» **Given information**:
================================
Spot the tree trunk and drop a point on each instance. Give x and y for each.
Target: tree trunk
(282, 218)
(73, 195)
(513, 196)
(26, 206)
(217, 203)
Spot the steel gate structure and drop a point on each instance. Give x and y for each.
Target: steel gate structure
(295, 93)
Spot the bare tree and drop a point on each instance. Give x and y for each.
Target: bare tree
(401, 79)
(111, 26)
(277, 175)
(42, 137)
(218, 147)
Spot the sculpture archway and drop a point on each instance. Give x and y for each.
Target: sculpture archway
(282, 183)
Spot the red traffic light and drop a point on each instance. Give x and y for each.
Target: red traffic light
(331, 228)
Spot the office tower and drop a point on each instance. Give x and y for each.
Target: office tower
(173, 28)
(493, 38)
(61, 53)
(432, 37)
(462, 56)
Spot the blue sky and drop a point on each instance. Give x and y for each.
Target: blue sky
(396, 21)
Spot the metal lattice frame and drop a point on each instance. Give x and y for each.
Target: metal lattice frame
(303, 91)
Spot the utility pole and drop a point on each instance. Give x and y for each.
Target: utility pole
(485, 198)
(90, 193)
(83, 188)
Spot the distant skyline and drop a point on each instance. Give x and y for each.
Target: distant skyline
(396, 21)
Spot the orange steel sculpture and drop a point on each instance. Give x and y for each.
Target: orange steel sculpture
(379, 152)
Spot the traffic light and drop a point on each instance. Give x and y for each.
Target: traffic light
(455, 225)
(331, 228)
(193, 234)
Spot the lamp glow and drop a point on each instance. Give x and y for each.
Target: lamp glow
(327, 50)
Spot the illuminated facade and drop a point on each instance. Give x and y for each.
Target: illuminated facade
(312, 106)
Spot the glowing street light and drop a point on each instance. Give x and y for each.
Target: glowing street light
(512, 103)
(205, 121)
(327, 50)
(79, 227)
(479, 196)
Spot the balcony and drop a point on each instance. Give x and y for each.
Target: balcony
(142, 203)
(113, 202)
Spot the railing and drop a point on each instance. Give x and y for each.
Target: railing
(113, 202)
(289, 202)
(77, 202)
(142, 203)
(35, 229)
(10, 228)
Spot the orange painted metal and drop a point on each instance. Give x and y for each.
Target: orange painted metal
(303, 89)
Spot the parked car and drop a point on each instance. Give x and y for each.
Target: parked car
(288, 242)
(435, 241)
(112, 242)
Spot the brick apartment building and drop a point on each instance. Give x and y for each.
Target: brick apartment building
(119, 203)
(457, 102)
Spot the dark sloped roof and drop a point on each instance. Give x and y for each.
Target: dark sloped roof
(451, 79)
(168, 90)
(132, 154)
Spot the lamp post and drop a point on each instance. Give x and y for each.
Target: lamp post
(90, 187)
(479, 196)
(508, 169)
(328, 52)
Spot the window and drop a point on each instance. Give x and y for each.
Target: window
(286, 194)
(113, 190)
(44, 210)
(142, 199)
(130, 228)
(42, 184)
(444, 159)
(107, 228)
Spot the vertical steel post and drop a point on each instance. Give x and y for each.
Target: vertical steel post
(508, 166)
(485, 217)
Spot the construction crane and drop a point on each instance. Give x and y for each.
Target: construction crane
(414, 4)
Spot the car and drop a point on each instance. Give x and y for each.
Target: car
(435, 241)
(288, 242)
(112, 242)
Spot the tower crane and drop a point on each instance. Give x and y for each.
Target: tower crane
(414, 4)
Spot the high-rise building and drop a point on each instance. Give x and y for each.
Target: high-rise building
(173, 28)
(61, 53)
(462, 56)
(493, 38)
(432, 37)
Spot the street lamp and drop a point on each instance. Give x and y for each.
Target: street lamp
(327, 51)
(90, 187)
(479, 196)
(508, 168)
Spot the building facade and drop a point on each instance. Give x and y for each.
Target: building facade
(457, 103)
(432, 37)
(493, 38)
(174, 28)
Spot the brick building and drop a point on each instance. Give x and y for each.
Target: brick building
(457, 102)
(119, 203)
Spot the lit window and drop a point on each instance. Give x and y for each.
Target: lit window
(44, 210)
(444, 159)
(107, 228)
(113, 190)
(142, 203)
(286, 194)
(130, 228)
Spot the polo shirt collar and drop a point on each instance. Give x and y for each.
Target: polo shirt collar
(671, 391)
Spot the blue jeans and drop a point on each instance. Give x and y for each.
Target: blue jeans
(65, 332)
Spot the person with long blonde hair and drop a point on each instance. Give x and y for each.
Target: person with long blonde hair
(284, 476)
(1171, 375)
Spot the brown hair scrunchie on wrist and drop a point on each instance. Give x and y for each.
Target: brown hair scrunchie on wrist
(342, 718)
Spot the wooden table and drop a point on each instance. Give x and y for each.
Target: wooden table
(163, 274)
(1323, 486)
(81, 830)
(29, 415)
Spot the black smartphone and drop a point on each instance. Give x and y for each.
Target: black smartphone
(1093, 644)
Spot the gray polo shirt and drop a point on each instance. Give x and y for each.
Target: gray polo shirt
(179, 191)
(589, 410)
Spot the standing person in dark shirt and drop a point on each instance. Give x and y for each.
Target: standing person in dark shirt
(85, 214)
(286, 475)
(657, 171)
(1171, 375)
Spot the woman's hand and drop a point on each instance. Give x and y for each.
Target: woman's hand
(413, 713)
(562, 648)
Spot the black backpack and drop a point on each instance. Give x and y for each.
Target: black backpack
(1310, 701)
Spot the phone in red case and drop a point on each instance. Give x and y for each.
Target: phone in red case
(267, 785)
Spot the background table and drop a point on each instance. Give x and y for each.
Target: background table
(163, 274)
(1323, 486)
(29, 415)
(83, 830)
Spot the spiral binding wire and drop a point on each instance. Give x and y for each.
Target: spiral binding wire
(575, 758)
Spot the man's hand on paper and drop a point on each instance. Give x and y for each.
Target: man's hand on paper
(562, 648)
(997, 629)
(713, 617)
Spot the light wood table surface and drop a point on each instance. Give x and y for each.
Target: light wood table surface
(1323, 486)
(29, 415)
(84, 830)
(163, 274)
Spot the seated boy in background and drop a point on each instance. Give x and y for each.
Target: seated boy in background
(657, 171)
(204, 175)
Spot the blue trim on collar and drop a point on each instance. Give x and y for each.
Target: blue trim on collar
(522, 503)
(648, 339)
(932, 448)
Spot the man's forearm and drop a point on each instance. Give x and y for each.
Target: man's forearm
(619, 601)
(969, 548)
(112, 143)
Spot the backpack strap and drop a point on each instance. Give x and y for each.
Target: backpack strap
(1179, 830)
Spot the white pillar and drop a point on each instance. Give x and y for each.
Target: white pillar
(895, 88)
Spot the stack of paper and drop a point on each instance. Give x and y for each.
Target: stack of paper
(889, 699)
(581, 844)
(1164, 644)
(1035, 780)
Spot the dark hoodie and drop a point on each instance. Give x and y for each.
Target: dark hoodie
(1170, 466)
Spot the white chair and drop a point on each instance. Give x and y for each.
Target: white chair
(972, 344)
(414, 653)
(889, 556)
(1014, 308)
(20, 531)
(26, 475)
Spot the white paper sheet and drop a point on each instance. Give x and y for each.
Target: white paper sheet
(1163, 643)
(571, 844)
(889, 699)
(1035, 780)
================================
» **Work required**: Restate the records above verbatim, omitting no line.

» **Output of the exercise**:
Spot the tree trunk and drop a point on each instance. Give x and y for each.
Target: tree trunk
(282, 218)
(73, 195)
(513, 196)
(26, 206)
(217, 203)
Spot the steel gate structure and drop a point on each instance. Give x and y for each.
Target: steel gate structure
(295, 93)
Spot the bare tree and drop a point on each instance. Give x and y for each.
Target: bare tree
(401, 79)
(111, 26)
(277, 175)
(42, 137)
(218, 147)
Spot the sculpture archway and drop a point on each instance. Give x and y for each.
Target: sculpture archway
(282, 183)
Spot the red traffic light and drop a point on each instance. Give x and y for each.
Target: red traffic light
(331, 228)
Spot the office tower and drop a point on each instance. Give x and y for each.
Target: office tower
(173, 28)
(493, 38)
(61, 53)
(432, 37)
(462, 56)
Spot the blue sky and drop a point on each instance. Give x and y for each.
Target: blue sky
(396, 21)
Spot the metal lattice frame and drop a point on each instance. Give x and y for each.
Target: metal lattice frame
(303, 91)
Spot the utility pole and drop a point on each instance. Give x and y for each.
Target: utility pole
(485, 198)
(90, 193)
(83, 188)
Spot the distant skyline and drop a point on each instance. Give x and y for each.
Target: distant skyline
(396, 21)
Spot the orange steel sculpture and drop a point on each instance. Give x and y for each.
Target: orange steel sculpture
(379, 152)
Spot the traffic light and drop a point on each instance. Give x and y for each.
Target: traffic light
(455, 225)
(331, 228)
(193, 234)
Spot the lamp glow and drop a point on each instance. Give x and y for each.
Target: lamp glow
(327, 50)
Spot the illuminated facade and drop a point on each instance. Give x and y for each.
Target: illuminated facade
(312, 106)
Spot the glowing street light and drop a point on each instance. Give x and y for each.
Target: glowing street light
(512, 103)
(205, 121)
(327, 50)
(79, 227)
(479, 196)
Spot the balcony and drop a point on each instance. Give x and y for each.
Target: balcony
(142, 203)
(113, 202)
Spot the railing and drop a point on each instance. Give x and y for each.
Target: railing
(113, 202)
(289, 202)
(77, 202)
(142, 203)
(35, 229)
(10, 228)
Spot the orange painted metal and drop a point on each instance. Give x and y for each.
Target: orange painted metal
(303, 89)
Spot the parked car and drop a point on each instance. Give x and y for each.
Target: parked car
(288, 242)
(435, 241)
(112, 242)
Spot the brick apartment building and drop a point on each instance. Give x and y for each.
Target: brick apartment building
(119, 203)
(457, 102)
Spot the dark sloped roof and drop a point on each instance. Give x and y for each.
Target: dark sloped roof
(451, 79)
(168, 90)
(132, 154)
Spot the lamp post and drop a point on each instance. Give x and y for each.
Target: lamp post
(90, 187)
(479, 196)
(508, 169)
(328, 52)
Spot the window and drop a point on each instance. Give x and y for each.
Target: window
(286, 194)
(113, 190)
(44, 210)
(142, 199)
(130, 228)
(42, 184)
(444, 159)
(107, 228)
Spot the vertical steel post and drop a point on each instance. Give x and y for each.
Target: vertical steel post
(508, 166)
(485, 217)
Spot the construction crane and drop a point on each instance. Give x and y for each.
Target: construction crane
(414, 4)
Spot the car and drop a point on each instance. Give x and y for each.
Target: car
(435, 241)
(288, 242)
(112, 242)
Spot the tower crane and drop a point on each instance. Give x and y for each.
Target: tower crane
(414, 4)
Spot the high-rise building and drop a point on each instance. Give x and y for each.
Target: high-rise building
(173, 28)
(61, 53)
(462, 56)
(493, 38)
(432, 37)
Spot the street lamp and drop a point on each instance. Give x and y for each.
Target: street lamp
(327, 51)
(90, 187)
(479, 196)
(508, 168)
Spot the building facade and drop a point on each instance. Give x and y for each.
Target: building facade
(457, 103)
(432, 37)
(493, 38)
(174, 28)
Spot the brick building and drop a point on each instance. Give x and y for each.
Target: brick building
(457, 102)
(119, 203)
Spot the lit window and drop a point on each instance. Give x and y for each.
Target: lit window
(44, 210)
(444, 159)
(107, 228)
(113, 190)
(142, 203)
(286, 194)
(130, 228)
Spot the polo shirt collar and drop a point on each instance. Give x and y for each.
Target: polo shirt collar
(671, 391)
Spot the blue jeans and drop a point on each instance. Give x and y for each.
Target: blue jeans
(65, 332)
Spot the person with long blonde hair and drop a point on each instance. Give x and y for each.
Target: person with long blonde hair
(284, 476)
(1171, 375)
Spot the brown hair scrunchie on wrist and drop a point on each instance. Give x and y for each.
Target: brown hair scrunchie on wrist
(342, 718)
Spot the wooden table and drop a point on each instance. Give x and y for each.
Target: wooden table
(163, 274)
(1323, 486)
(81, 830)
(29, 415)
Spot the black smartphone and drop a point on each instance. Give x and y for each.
Target: black smartphone
(1093, 644)
Spot the gray polo shirt and drop a point on each instance. Give x and y for each.
Target: gray polo shirt
(179, 191)
(589, 410)
Spot the standing person in dark shirt and drop a point on each instance. Give x and y for each.
Target: standing person in dark shirt
(85, 214)
(286, 475)
(657, 171)
(1171, 375)
Spot the woman's hand and drop a point on each instance. Give x and y for each.
Target: woman's hand
(413, 713)
(562, 648)
Spot the black backpack and drop a point on each instance. Give x and y for each.
Target: black backpack
(1310, 701)
Spot the phone in red case and drop a point on each instance. Give x and y for each.
Target: phone in red case
(267, 785)
Spot the background table and drop a point on each instance. Give x and y for each.
Target: background table
(163, 274)
(1323, 486)
(29, 415)
(83, 830)
Spot the spiral binding wire and drop a point on each instance. Give x and y for each.
Target: spiral binding wire
(575, 758)
Spot the man's hand on paper and drop a point on each instance. Give x and y for each.
Target: man's hand on paper
(562, 648)
(997, 629)
(713, 617)
Spot the light wood table surface and drop a point on each instance. Give x and y for each.
Target: light wood table surface
(1323, 486)
(29, 415)
(84, 830)
(163, 274)
Spot the seated boy in background and drop a point on each instance. Give x and y for each.
Target: seated boy in background
(657, 171)
(204, 175)
Spot the blue trim on collar and drop a point on each instance. Give x and y for each.
Target: blue trim on collar
(522, 503)
(648, 339)
(932, 448)
Spot the man's forearm and drop a point on each instance. Give x and y for each.
Target: man's forearm
(619, 601)
(969, 548)
(112, 143)
Spot the backpack strap and drop a point on each instance. Give x and y for each.
Target: backpack strap
(1179, 830)
Spot the white pillar and drop a point on each instance. Give x and y for each.
Target: white pillar
(895, 88)
Spot the stack of paper and drop a point on each instance. Give x and y for each.
Target: stack of paper
(889, 699)
(581, 844)
(1164, 644)
(1035, 780)
Spot the dark hoodie and drop a point on each instance. Give x and y for each.
Target: dark hoodie
(1170, 466)
Spot the white chair and drop a point on each instance. Give x and y for each.
Target: white chair
(972, 344)
(414, 653)
(889, 556)
(1014, 308)
(20, 531)
(26, 475)
Spot the white paper sheet and drop a point on each instance. Give x and y for each.
Target: white paper sheet
(1163, 643)
(571, 844)
(889, 699)
(1035, 780)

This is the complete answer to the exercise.